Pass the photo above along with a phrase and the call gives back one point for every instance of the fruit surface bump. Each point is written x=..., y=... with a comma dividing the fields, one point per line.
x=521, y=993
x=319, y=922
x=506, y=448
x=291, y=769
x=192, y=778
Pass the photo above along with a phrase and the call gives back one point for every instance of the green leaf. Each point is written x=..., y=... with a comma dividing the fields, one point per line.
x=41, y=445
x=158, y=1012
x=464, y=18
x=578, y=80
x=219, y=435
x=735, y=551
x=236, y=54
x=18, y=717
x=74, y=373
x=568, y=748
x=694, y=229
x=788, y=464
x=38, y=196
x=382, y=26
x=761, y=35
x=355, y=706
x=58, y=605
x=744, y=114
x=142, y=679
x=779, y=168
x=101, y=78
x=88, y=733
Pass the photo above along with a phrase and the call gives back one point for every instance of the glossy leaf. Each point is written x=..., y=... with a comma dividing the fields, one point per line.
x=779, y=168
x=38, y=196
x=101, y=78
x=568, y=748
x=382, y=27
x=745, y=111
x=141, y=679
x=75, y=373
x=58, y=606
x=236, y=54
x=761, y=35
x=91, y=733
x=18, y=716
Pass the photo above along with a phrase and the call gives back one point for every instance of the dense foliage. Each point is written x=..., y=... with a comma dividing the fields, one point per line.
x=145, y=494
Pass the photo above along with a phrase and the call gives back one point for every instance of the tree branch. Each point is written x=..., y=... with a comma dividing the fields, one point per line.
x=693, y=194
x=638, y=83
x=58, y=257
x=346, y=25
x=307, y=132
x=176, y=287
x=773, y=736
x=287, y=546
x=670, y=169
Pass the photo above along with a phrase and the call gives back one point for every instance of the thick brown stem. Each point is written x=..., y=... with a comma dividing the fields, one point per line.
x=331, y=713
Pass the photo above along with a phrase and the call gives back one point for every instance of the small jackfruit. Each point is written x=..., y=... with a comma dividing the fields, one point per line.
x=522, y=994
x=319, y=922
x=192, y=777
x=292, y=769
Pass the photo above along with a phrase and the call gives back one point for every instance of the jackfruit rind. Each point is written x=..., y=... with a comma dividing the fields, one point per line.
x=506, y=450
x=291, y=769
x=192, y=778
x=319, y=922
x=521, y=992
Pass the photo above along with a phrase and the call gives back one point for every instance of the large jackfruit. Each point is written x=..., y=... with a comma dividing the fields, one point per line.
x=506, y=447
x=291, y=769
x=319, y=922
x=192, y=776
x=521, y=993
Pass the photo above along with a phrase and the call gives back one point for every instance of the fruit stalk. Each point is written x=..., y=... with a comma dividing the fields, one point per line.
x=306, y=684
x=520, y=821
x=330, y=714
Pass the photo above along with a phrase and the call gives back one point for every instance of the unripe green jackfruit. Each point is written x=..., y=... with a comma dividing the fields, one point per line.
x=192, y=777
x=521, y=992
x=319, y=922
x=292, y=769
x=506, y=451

Work to be completed: Print every line from the one that contains "of the jackfruit" to the end of the records, exactly as written, and nothing more.

Your response:
Pass the photo above along with a phrase and the call gives back one point for every instance of the jackfruit rind. Each point is written x=..., y=... with a comma dividing the fields, one point per line.
x=506, y=450
x=291, y=769
x=192, y=778
x=319, y=922
x=521, y=992
Pass the photo above along with a phrase and the call gives back one point for every instance of the large jackfruit. Each point is written x=..., y=... with a comma dividing the fields, one point per line.
x=506, y=447
x=291, y=769
x=319, y=922
x=192, y=776
x=521, y=993
Pass the photo above along with a phrase and the call gives back one point for every instance of the fruit stalk. Each point is written x=..., y=... with a comma dividing the fields, one point per line.
x=306, y=684
x=520, y=821
x=330, y=714
Pass the photo above along with a phrase and the call gives back one point for every instance of the unripe green jackfruit. Each point is written x=..., y=... with a comma dividing the fields, one point per line.
x=192, y=777
x=521, y=992
x=319, y=922
x=292, y=769
x=506, y=451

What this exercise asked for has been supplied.